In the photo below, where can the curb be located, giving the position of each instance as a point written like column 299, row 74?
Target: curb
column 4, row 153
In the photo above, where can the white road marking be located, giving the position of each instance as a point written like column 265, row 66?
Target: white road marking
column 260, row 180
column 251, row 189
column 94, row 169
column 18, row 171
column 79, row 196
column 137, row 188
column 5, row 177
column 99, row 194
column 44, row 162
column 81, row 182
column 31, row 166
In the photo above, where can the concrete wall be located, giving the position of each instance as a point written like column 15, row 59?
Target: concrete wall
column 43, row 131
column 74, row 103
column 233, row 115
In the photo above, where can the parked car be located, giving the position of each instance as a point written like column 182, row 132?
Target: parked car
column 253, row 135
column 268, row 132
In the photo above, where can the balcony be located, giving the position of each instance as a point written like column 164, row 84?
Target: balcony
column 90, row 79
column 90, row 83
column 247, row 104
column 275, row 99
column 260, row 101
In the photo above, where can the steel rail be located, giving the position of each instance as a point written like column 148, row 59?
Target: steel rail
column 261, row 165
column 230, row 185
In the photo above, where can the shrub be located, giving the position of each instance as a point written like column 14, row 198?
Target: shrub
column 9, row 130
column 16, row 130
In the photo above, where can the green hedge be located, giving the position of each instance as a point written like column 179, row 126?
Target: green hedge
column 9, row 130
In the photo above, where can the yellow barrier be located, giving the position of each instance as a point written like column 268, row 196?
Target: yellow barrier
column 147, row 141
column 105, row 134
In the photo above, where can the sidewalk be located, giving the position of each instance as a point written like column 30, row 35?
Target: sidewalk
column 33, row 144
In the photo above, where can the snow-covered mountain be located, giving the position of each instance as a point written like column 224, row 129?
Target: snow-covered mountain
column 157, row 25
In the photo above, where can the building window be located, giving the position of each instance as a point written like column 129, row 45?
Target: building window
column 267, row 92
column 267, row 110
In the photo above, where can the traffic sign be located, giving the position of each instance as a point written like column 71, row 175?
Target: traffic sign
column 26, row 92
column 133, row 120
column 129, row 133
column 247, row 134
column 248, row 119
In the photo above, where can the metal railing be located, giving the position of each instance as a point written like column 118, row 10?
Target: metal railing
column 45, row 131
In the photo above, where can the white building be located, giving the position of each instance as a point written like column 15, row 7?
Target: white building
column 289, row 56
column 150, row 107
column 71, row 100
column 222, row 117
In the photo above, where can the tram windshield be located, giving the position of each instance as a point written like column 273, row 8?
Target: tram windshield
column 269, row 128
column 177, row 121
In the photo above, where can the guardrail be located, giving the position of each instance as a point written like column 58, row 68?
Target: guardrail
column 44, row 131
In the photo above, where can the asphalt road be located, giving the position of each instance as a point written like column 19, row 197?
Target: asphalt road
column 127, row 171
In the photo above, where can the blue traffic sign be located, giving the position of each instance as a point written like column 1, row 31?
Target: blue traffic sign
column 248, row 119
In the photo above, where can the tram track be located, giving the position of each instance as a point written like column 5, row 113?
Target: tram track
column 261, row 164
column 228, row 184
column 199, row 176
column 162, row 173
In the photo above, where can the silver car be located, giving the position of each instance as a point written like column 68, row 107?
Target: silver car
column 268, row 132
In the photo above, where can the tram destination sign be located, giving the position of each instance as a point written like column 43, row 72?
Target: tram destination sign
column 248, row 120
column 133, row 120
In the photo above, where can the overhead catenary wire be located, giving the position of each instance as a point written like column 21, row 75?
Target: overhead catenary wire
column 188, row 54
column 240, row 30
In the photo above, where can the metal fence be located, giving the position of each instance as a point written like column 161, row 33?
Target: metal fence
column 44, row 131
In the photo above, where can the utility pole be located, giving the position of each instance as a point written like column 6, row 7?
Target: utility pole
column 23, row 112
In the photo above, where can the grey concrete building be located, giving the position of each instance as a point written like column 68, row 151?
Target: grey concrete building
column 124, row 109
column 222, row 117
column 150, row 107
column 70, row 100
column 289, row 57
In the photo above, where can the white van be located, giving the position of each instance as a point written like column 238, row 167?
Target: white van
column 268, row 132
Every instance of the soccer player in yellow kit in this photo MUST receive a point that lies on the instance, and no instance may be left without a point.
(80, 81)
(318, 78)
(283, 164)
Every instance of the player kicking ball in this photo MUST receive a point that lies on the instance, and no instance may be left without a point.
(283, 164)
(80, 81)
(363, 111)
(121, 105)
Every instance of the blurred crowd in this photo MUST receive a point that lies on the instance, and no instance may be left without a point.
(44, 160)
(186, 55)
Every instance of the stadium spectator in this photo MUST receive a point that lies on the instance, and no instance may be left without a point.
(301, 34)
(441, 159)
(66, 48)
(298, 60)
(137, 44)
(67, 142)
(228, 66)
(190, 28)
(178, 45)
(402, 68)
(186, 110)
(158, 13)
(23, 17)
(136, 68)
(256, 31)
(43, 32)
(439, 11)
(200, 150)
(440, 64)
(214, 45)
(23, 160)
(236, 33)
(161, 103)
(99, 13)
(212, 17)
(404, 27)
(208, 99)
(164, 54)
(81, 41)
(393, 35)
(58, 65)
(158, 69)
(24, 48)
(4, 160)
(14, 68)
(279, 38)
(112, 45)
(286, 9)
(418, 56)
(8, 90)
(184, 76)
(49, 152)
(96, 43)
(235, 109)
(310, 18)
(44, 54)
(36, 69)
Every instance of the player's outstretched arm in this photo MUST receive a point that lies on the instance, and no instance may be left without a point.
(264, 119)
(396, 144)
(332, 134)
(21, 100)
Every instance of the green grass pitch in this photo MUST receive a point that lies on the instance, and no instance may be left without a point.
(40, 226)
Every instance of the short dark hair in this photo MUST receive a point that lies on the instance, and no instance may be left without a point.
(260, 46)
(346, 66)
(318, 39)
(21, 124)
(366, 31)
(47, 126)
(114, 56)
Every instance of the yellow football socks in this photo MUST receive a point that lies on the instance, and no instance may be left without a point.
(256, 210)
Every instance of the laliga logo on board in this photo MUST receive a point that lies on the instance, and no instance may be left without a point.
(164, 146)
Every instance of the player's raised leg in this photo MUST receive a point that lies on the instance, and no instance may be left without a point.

****

Activity
Once more, write out the records above, exactly as they stand.

Response area
In the photo below, where can the curb be located, giving the position of each instance as a point written like column 299, row 74?
Target: curb
column 4, row 153
In the photo above, where can the white road marking be located, giving the position of each instance as a point written like column 265, row 66?
Target: white road marking
column 260, row 180
column 251, row 189
column 94, row 169
column 18, row 171
column 79, row 196
column 137, row 188
column 5, row 177
column 99, row 194
column 44, row 162
column 81, row 182
column 31, row 166
In the photo above, where can the concrete wall be located, giving the position of each instance as a point written like column 15, row 59?
Target: concrete wall
column 43, row 131
column 74, row 103
column 233, row 115
In the photo above, where can the parked car be located, giving the position of each instance as a point written like column 182, row 132?
Target: parked car
column 253, row 135
column 268, row 132
In the photo above, where can the balcony be located, giving the position of each instance as a point written like column 164, row 84?
Target: balcony
column 90, row 79
column 90, row 83
column 247, row 104
column 275, row 99
column 260, row 101
In the photo above, where can the steel rail be located, giving the position of each instance as a point written like column 148, row 59?
Target: steel rail
column 261, row 165
column 230, row 185
In the photo above, where can the shrub be located, giving the position of each instance as a point written like column 14, row 198?
Target: shrub
column 9, row 130
column 16, row 130
In the photo above, where can the green hedge be located, giving the position of each instance as a point written like column 179, row 126?
Target: green hedge
column 9, row 130
In the photo above, where can the yellow barrier be located, giving the position of each instance as a point written like column 268, row 196?
Target: yellow barrier
column 147, row 141
column 105, row 134
In the photo above, where can the sidewalk be located, giving the position of each instance as a point written like column 30, row 35?
Target: sidewalk
column 33, row 144
In the photo above, where can the snow-covered mountain be located, giving the position of each instance as a point written like column 224, row 129?
Target: snow-covered mountain
column 157, row 25
In the photo above, where can the building window be located, giving the position of each instance as a point written like column 129, row 45?
Target: building window
column 267, row 92
column 267, row 110
In the photo above, where can the traffic sign be located, giving the position of each instance as a point written like column 71, row 175?
Target: traffic sign
column 26, row 92
column 133, row 120
column 129, row 133
column 247, row 134
column 248, row 119
In the photo above, where can the metal railing be located, giving the position of each instance as a point written like column 118, row 10?
Target: metal railing
column 45, row 131
In the photo above, where can the white building be located, giving the position of each instance as a point written like column 15, row 7?
Target: white building
column 289, row 56
column 150, row 107
column 71, row 100
column 222, row 117
In the photo above, where can the tram windshield be located, giving the position of each instance as a point written like column 273, row 8?
Target: tram windshield
column 269, row 128
column 177, row 121
In the photo above, where can the guardrail be located, giving the position of each instance as a point written like column 58, row 68?
Target: guardrail
column 44, row 131
In the photo above, where can the asphalt road be located, giving the position of each instance as a point written like column 19, row 197?
Target: asphalt road
column 127, row 171
In the photo above, where can the blue traffic sign be located, giving the position of each instance as a point written like column 1, row 31?
Target: blue traffic sign
column 248, row 119
In the photo above, where can the tram track be located, giving the position of each instance as a point written like column 5, row 113?
Target: tram track
column 261, row 164
column 228, row 184
column 199, row 176
column 162, row 173
In the photo above, where can the silver car be located, giving the position of each instance as a point written like column 68, row 107?
Target: silver car
column 268, row 132
In the photo above, where can the tram destination sign be located, giving the position of each instance as a point written like column 43, row 72?
Target: tram destination sign
column 248, row 120
column 133, row 120
In the photo above, where can the overhead catenary wire be located, giving the position of each instance as a point written like column 21, row 75?
Target: overhead catenary wire
column 188, row 54
column 240, row 30
In the photo above, where can the metal fence be located, giving the position of each instance as a point written like column 161, row 33?
Target: metal fence
column 44, row 131
In the photo above, where can the utility pole be located, giving the position of each instance as a point written like column 6, row 7?
Target: utility pole
column 23, row 112
In the photo above, where can the grey concrete building be located, giving the position of each instance as a point written like column 68, row 151?
Target: grey concrete building
column 124, row 109
column 222, row 117
column 150, row 107
column 70, row 100
column 289, row 57
In the photo above, where can the white van be located, giving the position of each instance as a point written like column 238, row 167?
Target: white van
column 268, row 132
Every instance of the soccer player in yellow kit in this photo MUST receive a point that lies on the instance, and no instance may be left without a point.
(80, 81)
(318, 78)
(283, 164)
Every instance of the player kicking ball in this photo MUST receive a point that lies on the instance, and no instance may be left without a point.
(283, 164)
(80, 81)
(363, 111)
(121, 105)
Every instance of the blurred crowd in this photo MUST receive a point that lies on the instance, and no instance may be left without a point.
(44, 160)
(186, 55)
Every instance of the stadium spectator in this photo MUST receive a point that lies on the instance, and no instance may be left without a point.
(301, 34)
(441, 159)
(66, 48)
(298, 60)
(137, 44)
(67, 142)
(228, 66)
(190, 28)
(178, 45)
(402, 68)
(186, 110)
(158, 13)
(23, 17)
(136, 68)
(256, 31)
(43, 32)
(439, 11)
(200, 150)
(440, 64)
(214, 45)
(23, 160)
(236, 33)
(161, 103)
(99, 13)
(212, 17)
(404, 27)
(208, 99)
(164, 54)
(81, 41)
(393, 35)
(58, 65)
(158, 69)
(24, 48)
(4, 160)
(14, 68)
(279, 38)
(112, 45)
(286, 9)
(418, 56)
(8, 90)
(184, 76)
(49, 152)
(96, 43)
(235, 109)
(310, 18)
(44, 54)
(36, 69)
Every instance of the player's outstretched arm in this photo MUST receive a point that lies on the instance, and no instance may be left without a point.
(264, 119)
(396, 144)
(332, 134)
(21, 100)
Every instance of the green grass pitch in this photo MUST receive a point that lies on the instance, and no instance may be left without a point.
(40, 226)
Every instance of the short dark hair in this photo MUST receive a point that lies on the instance, and no instance may be left without a point.
(260, 46)
(346, 66)
(318, 39)
(21, 124)
(366, 31)
(47, 126)
(114, 56)
Every instance of the yellow football socks in this photo MUST receive a point that lies on the instance, and no instance may be left without a point.
(256, 210)
Every instance of the laliga logo on board in this photo MUST receive a point that lies on the instance, and no instance may be left without a point.
(164, 146)
Every instance of the player's raised leg in this photo MUST receive a point that lies on the instance, and no instance may be left without a point.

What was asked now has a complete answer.